Text segment:
--

The 5 AM Flight (and other questionable decisions)
So, here's the dilemma. Travel is an ever present part of my job, and I love it. I'm actually hard-pressed to think of a work trip within the last few years that I haven't been excited about for one reason or another. I'm either engaging directly with veterans, meeting with members of our team or our partners, or fundraising (a thinly veiled excuse for me to go on and on about how awesome WSP is).
But:
I have a family. And every hour I'm away is an hour where I'm not only away from them, but also implicitly or explicitly asking my wife to solo parent while I'm away. So while I genuinely love to travel, I'm also very mindful of the consequences of being gone.
Which leads me to the 5 AM flight. Present Ryan loves this flight when he’s booking it. Sure, future Ryan will have to wake up obnoxiously early and will likely have to rely on coffee or some slick napping techniques to make it through the day effectively, but future Ryan will be up for it. That guy can do anything!
The thing about the 5 AM flight is that it allows me to maximize time at home. I don't have to leave late afternoon or in the evening the day before, which means another night at home where I can help get the rambunctious boys to bed and sleep next to my wife.

--

What is expected:
Answer from the 5 AM flight text:
(a) What three kinds of activity make the writer's work trips exciting?
(b) Whom does the writer's travel ask to solo parent?
(c) What does taking the 5 AM flight spare the writer from doing the day before?
The data come from a separate source and are unrelated to the 5 AM flight text.

--

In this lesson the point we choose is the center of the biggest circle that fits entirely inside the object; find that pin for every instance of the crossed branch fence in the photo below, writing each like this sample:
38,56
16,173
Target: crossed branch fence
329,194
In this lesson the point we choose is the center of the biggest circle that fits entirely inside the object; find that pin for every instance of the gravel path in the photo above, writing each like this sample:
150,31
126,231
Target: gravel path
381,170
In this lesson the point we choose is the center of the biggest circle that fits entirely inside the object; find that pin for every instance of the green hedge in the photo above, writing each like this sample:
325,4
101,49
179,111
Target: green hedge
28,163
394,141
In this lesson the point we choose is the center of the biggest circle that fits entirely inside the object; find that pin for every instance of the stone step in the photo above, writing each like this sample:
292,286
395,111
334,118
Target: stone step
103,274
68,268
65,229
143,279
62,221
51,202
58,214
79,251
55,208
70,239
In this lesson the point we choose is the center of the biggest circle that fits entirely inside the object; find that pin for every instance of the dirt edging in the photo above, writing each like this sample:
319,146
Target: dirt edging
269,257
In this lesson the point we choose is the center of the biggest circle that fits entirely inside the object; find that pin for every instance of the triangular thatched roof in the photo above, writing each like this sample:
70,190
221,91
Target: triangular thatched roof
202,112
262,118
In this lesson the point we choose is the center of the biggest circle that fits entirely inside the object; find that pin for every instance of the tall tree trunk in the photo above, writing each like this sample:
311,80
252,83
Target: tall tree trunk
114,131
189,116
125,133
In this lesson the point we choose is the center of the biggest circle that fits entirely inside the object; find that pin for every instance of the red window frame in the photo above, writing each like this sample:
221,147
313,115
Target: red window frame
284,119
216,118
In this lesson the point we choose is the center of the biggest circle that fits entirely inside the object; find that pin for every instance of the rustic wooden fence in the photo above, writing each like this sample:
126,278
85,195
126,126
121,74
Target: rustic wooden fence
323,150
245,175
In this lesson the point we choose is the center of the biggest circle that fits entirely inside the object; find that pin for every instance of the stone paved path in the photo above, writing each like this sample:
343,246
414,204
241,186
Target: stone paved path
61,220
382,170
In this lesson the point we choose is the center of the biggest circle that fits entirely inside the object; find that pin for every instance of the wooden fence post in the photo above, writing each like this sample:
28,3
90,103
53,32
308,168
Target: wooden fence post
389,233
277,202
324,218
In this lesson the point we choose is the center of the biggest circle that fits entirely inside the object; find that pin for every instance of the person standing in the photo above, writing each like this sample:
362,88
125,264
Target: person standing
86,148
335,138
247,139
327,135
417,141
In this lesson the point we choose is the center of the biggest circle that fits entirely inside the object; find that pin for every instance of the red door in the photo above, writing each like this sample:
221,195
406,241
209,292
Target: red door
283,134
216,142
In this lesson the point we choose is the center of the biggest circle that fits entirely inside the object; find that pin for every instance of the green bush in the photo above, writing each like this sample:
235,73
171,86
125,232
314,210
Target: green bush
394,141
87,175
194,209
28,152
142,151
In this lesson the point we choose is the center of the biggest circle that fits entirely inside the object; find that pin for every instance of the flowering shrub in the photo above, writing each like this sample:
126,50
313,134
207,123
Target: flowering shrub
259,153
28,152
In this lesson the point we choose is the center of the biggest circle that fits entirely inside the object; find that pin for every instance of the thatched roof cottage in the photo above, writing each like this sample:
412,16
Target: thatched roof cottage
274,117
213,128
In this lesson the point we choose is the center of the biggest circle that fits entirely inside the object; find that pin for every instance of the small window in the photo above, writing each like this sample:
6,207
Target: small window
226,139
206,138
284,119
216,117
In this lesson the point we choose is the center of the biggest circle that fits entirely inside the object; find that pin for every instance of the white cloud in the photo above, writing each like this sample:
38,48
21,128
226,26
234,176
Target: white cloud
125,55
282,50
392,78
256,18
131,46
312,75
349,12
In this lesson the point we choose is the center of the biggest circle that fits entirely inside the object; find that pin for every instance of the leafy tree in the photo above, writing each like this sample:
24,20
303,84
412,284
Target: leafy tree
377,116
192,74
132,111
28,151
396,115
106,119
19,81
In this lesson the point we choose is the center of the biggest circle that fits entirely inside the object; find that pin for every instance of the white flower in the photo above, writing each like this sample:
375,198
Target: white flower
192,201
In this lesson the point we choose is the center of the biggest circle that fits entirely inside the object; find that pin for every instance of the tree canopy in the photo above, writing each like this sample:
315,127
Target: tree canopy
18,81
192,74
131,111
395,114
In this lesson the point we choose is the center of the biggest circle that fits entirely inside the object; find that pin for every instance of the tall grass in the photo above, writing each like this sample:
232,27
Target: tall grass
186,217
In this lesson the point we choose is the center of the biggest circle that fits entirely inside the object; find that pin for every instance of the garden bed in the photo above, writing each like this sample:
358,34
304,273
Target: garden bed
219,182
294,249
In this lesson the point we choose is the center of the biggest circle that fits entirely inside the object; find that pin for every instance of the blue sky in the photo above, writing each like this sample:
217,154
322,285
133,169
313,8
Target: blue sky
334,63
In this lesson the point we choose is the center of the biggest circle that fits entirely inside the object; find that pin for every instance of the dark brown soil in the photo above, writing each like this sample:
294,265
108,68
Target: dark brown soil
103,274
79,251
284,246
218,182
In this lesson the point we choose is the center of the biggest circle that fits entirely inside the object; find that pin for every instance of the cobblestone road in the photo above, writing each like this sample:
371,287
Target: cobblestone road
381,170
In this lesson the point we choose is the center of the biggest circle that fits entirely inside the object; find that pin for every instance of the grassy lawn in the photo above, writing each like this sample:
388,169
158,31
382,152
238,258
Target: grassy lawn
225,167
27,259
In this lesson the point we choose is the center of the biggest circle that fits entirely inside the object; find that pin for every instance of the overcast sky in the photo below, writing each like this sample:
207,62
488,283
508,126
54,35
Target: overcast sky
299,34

--

Task output:
(a) Engaging directly with veterans, meeting with team members or partners, and fundraising.
(b) The writer's wife.
(c) Leaving in the late afternoon or evening.